◆ Soru a
Kayıtların başından başlayıp "108L257 81L223 111L190" ifadesini içeren satıra kadar giden satırları, boş satırları atlayarak numaralı bir liste hâlinde sıralayın. Resimleri yanıta almayın.

1)Mira Koldaş’ın resim sergisi Valör Sanat Galerisinde (22 mart-9 nisan 2017) açıldı. Biliyorsunuz, Valör, Soyut ve Arda galerileri yan yana binalarda. Karşıda da Still Life var.
Bahar çiçeklerinin Bodrum’da dağları, tepeleri, kırları kapladığı haberleri Ankara’larda yankılanırken bizler de buralarda çiçeklerin ha bugün ha yarın bize de birkaç aylığına misafir gelmesini dört gözle bekliyor bir haldeyiz. Cemre düştü de benim mi haberim olmadı? Ne kadar pesimistim aslında; şimdiden Bodrum’un korkunç yazının sıcaklarını ya da Ankara’nın ıssız kavuruculuğunun sona ermesini düşlüyorum ve bir an önce eylülün hüzünlü sıcak kırıcılığını bekliyorum. Deniz mevsimi de geçmiş olacak. Ve ben yine ıssız, terk edilmiş, tenha Bodrum sokaklarında kendi kendimle dolaşacağım. Düşün Allah düşün… Gizemlerin ardında neler var, varoluşun ötesi?... Deniz de yanı başımda buna tanıklık edecek. Su her şeyi kaydeden bir bellekmiş; Masaru Emoto’nun ünlü kitabında ayrıntıyla anlatılıyor. Her yılın eylülünde kim bilir hangi düşüncelerimi kaydetti durdu. Bir gün belki o kayıtları bilgisayarıma aktarabilirim.

◆ Soru b
Metne göre suyun her şeyi kaydeden bir bellek olduğu kimin kitabında ayrıntıyla anlatılıyor?

◆ Verilen Kayıtlar
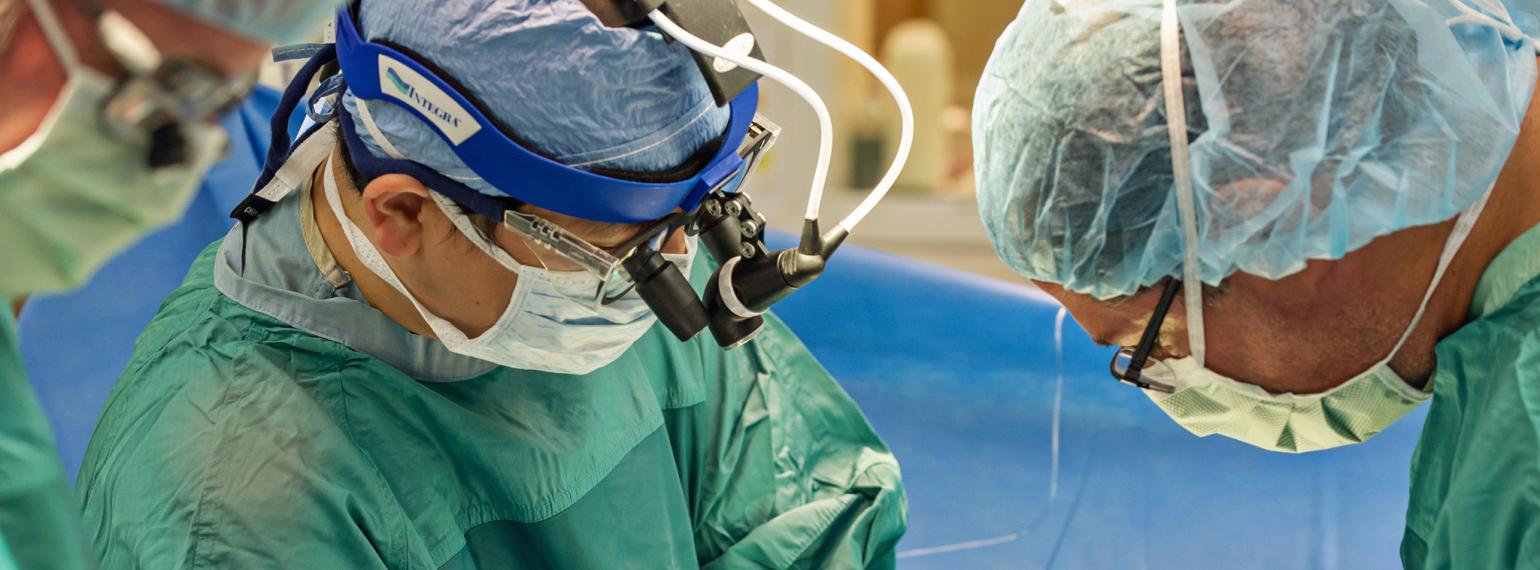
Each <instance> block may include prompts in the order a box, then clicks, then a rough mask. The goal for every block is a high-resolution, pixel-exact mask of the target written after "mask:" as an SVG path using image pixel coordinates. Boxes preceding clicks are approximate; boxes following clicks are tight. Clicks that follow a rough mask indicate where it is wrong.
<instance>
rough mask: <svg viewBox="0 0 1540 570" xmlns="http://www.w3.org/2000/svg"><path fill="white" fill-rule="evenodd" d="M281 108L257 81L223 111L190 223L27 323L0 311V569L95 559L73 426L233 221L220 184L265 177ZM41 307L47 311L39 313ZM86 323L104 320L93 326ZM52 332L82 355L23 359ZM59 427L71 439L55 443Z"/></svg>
mask: <svg viewBox="0 0 1540 570" xmlns="http://www.w3.org/2000/svg"><path fill="white" fill-rule="evenodd" d="M276 106H277V94H276V92H273V91H268V89H257V91H256V92H254V94H253V97H251V99H249V100H248V102H246V103H245V105H243V106H242V108H240V109H237V111H236V112H233V114H229V116H228V117H225V119H223V125H225V128H226V129H228V132H229V134H231V137H229V153H228V156H226V159H225V160H223V162H222V163H220V165H219V166H216V168H214V169H213V171H209V173H208V179H206V180H214V183H208V182H205V185H203V188H202V189H200V194H199V197H197V200H196V202H194V205H192V206H191V208H189V210H188V213H186V217H185V219H183V220H182V222H180V223H177V225H174V226H169V228H165V230H160V231H157V233H154V234H151V236H148V237H146V239H145V240H142V242H140V243H137V245H136V246H132V248H129V250H128V251H125V253H123V254H122V256H119V257H117V262H111V263H108V265H106V267H103V268H102V270H100V271H99V273H97V274H95V276H94V277H92V279H91V282H89V283H88V285H86V287H83V288H82V290H79V291H72V293H68V294H55V296H40V297H34V299H32V300H31V302H28V305H26V310H25V311H23V316H22V322H20V325H22V327H20V328H18V324H17V322H15V320H12V316H11V313H9V308H6V310H3V311H0V313H3V314H0V570H11V568H28V570H31V568H85V567H91V565H94V564H92V556H91V555H89V548H88V547H86V542H85V539H83V538H82V535H80V522H79V521H80V519H79V507H77V504H75V501H74V498H72V496H71V493H69V481H71V479H74V471H75V465H79V464H80V456H82V454H83V453H85V445H86V436H89V431H83V430H74V428H72V427H79V425H91V424H94V422H95V414H97V411H99V410H100V402H102V401H105V399H106V393H108V390H111V388H112V379H111V377H103V376H102V374H103V371H106V370H114V371H115V370H122V365H123V364H125V362H128V354H129V351H131V350H132V347H131V345H128V344H123V342H120V339H122V331H123V330H142V328H143V327H145V325H146V324H148V322H149V317H151V316H152V314H154V311H156V307H157V305H159V303H160V299H163V297H165V294H166V293H171V290H174V288H176V285H177V283H180V280H182V276H183V273H185V271H186V267H188V265H191V263H192V259H194V257H196V256H197V253H199V251H200V250H202V243H206V242H209V240H213V239H217V237H219V236H222V234H223V233H225V230H226V228H228V226H229V223H228V222H225V220H226V219H228V216H222V214H217V211H220V210H223V211H225V213H228V211H229V210H233V208H234V205H236V202H239V199H240V196H217V194H214V193H213V191H217V189H223V191H225V193H226V194H234V193H231V189H233V185H229V183H219V180H239V179H256V173H257V169H259V168H260V165H262V157H263V154H265V153H266V146H268V145H266V139H268V134H266V131H268V117H269V116H271V114H273V108H276ZM122 300H126V302H122ZM31 314H45V316H48V317H39V319H28V316H31ZM75 316H79V319H77V317H75ZM82 322H92V324H95V325H97V327H91V328H82V327H79V325H80V324H82ZM49 339H71V340H69V344H68V345H66V347H69V348H71V350H72V353H68V354H66V353H51V354H46V356H57V357H46V356H45V357H32V359H22V345H32V344H39V342H43V344H49V342H51V340H49ZM103 360H108V362H103ZM29 379H31V381H29ZM34 382H35V384H39V385H48V387H49V390H51V391H65V393H71V394H75V396H77V397H80V399H85V401H91V402H97V404H99V405H94V407H54V408H48V407H45V405H42V404H40V402H39V397H37V394H35V393H34V390H32V384H34ZM54 433H60V434H63V438H60V439H59V441H57V442H55V439H54ZM60 453H63V456H65V461H63V462H60ZM66 465H68V467H66Z"/></svg>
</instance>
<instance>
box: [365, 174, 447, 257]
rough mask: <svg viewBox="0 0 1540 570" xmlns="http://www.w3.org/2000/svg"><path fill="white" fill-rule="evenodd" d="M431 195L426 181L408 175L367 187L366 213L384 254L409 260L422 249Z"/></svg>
mask: <svg viewBox="0 0 1540 570" xmlns="http://www.w3.org/2000/svg"><path fill="white" fill-rule="evenodd" d="M428 193H430V189H428V188H427V186H423V185H422V182H417V179H414V177H410V176H405V174H385V176H382V177H377V179H374V180H371V182H370V183H368V186H365V188H363V200H362V203H363V214H365V216H368V217H370V226H371V230H373V233H374V243H379V248H380V251H383V253H385V254H390V256H394V257H405V256H411V254H416V253H417V251H420V250H422V243H423V223H422V222H423V219H422V214H423V206H425V203H427V202H428V199H430V197H428Z"/></svg>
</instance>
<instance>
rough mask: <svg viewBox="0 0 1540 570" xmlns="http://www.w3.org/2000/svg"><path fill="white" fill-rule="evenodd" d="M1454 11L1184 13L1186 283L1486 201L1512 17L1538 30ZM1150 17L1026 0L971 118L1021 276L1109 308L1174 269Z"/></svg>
mask: <svg viewBox="0 0 1540 570" xmlns="http://www.w3.org/2000/svg"><path fill="white" fill-rule="evenodd" d="M1472 3H1475V5H1478V6H1477V8H1469V6H1465V5H1463V3H1461V5H1458V6H1457V5H1455V3H1454V2H1451V0H1426V2H1421V0H1378V2H1363V0H1181V2H1180V6H1178V11H1180V22H1181V32H1183V37H1181V49H1183V77H1184V86H1183V88H1184V92H1186V97H1184V99H1186V111H1187V125H1189V140H1190V143H1192V145H1190V153H1192V162H1190V165H1192V179H1194V180H1192V182H1194V193H1195V199H1197V200H1195V202H1197V220H1198V223H1197V234H1198V245H1197V248H1198V257H1200V268H1198V270H1200V271H1198V273H1200V276H1201V279H1203V282H1206V283H1210V285H1215V283H1218V282H1221V280H1223V279H1224V277H1227V276H1230V274H1234V273H1237V271H1244V273H1249V274H1257V276H1263V277H1267V279H1278V277H1283V276H1287V274H1291V273H1295V271H1298V270H1301V268H1304V262H1306V260H1309V259H1340V257H1341V256H1344V254H1348V253H1351V251H1354V250H1357V248H1361V246H1363V245H1366V243H1369V242H1371V240H1374V239H1375V237H1380V236H1384V234H1389V233H1394V231H1398V230H1403V228H1409V226H1417V225H1428V223H1437V222H1441V220H1446V219H1451V217H1454V216H1457V214H1458V213H1460V211H1461V210H1465V208H1466V206H1468V205H1471V203H1472V202H1474V200H1475V199H1477V197H1478V196H1480V194H1481V193H1485V191H1488V189H1489V188H1491V185H1492V183H1494V180H1495V179H1497V174H1498V171H1500V169H1502V166H1503V163H1505V160H1506V159H1508V154H1509V151H1511V149H1512V145H1514V140H1515V139H1517V136H1518V125H1520V120H1522V119H1523V116H1525V111H1526V109H1528V106H1529V99H1531V96H1532V92H1534V86H1535V51H1534V45H1532V40H1529V39H1526V37H1523V34H1522V32H1518V31H1517V29H1514V28H1512V26H1511V23H1512V22H1523V23H1531V22H1534V20H1532V14H1529V12H1525V14H1514V18H1512V20H1511V18H1509V14H1508V12H1506V9H1505V6H1503V3H1500V2H1497V0H1483V2H1475V0H1472ZM1461 9H1469V11H1478V12H1481V14H1485V17H1483V18H1472V17H1471V15H1469V14H1468V12H1463V11H1461ZM1160 12H1161V2H1160V0H1101V2H1098V0H1078V2H1072V0H1029V2H1027V3H1026V5H1024V6H1023V9H1021V14H1019V15H1018V18H1016V20H1015V22H1013V23H1012V25H1010V28H1009V29H1007V31H1006V34H1004V37H1001V40H999V43H998V45H996V48H995V54H993V57H992V59H990V63H989V66H987V69H986V72H984V77H983V82H981V83H979V88H978V97H976V103H975V105H976V109H975V116H973V125H975V126H973V129H975V140H973V142H975V153H976V166H975V168H976V174H978V202H979V213H981V216H983V219H984V226H986V228H987V231H989V236H990V240H992V242H993V245H995V250H996V253H998V254H999V257H1001V259H1004V260H1006V263H1009V265H1010V267H1012V268H1013V270H1016V271H1018V273H1021V274H1023V276H1026V277H1029V279H1035V280H1044V282H1053V283H1061V285H1063V287H1064V288H1067V290H1070V291H1076V293H1083V294H1090V296H1095V297H1098V299H1110V297H1118V296H1126V294H1133V293H1137V291H1140V290H1141V288H1144V287H1150V285H1153V283H1157V282H1160V280H1161V279H1164V277H1167V276H1180V274H1181V259H1183V246H1184V242H1183V231H1181V222H1180V214H1178V208H1177V197H1175V193H1173V179H1172V165H1170V145H1169V136H1167V125H1166V116H1164V97H1163V96H1161V66H1160ZM1515 12H1517V11H1515ZM1520 15H1522V17H1520ZM1500 29H1502V31H1500ZM1505 34H1506V35H1505Z"/></svg>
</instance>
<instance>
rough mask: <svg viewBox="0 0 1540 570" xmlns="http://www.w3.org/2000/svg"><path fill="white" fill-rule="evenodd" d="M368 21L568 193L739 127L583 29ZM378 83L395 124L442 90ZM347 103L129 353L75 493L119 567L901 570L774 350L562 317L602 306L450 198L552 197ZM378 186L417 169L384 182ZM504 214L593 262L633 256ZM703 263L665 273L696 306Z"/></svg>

◆ Yanıtınız a
1. Each <instance> block may include prompts in the order a box, then clicks, then a rough mask. The goal for every block is a high-resolution, pixel-exact mask of the target written after "mask:" as an SVG path using image pixel coordinates. Boxes preceding clicks are approximate; boxes following clicks are tight. Clicks that follow a rough mask indicate where it is wrong.
2. <instance>
3. rough mask: <svg viewBox="0 0 1540 570" xmlns="http://www.w3.org/2000/svg"><path fill="white" fill-rule="evenodd" d="M281 108L257 81L223 111L190 223L27 323L0 311V569L95 559L73 426L233 221L220 184L265 177ZM41 307L47 311L39 313ZM86 323L104 320L93 326ZM52 332L82 355L23 359ZM59 427L71 439L55 443Z"/></svg>

◆ Yanıtınız b
Masaru Emoto’nun ünlü kitabında.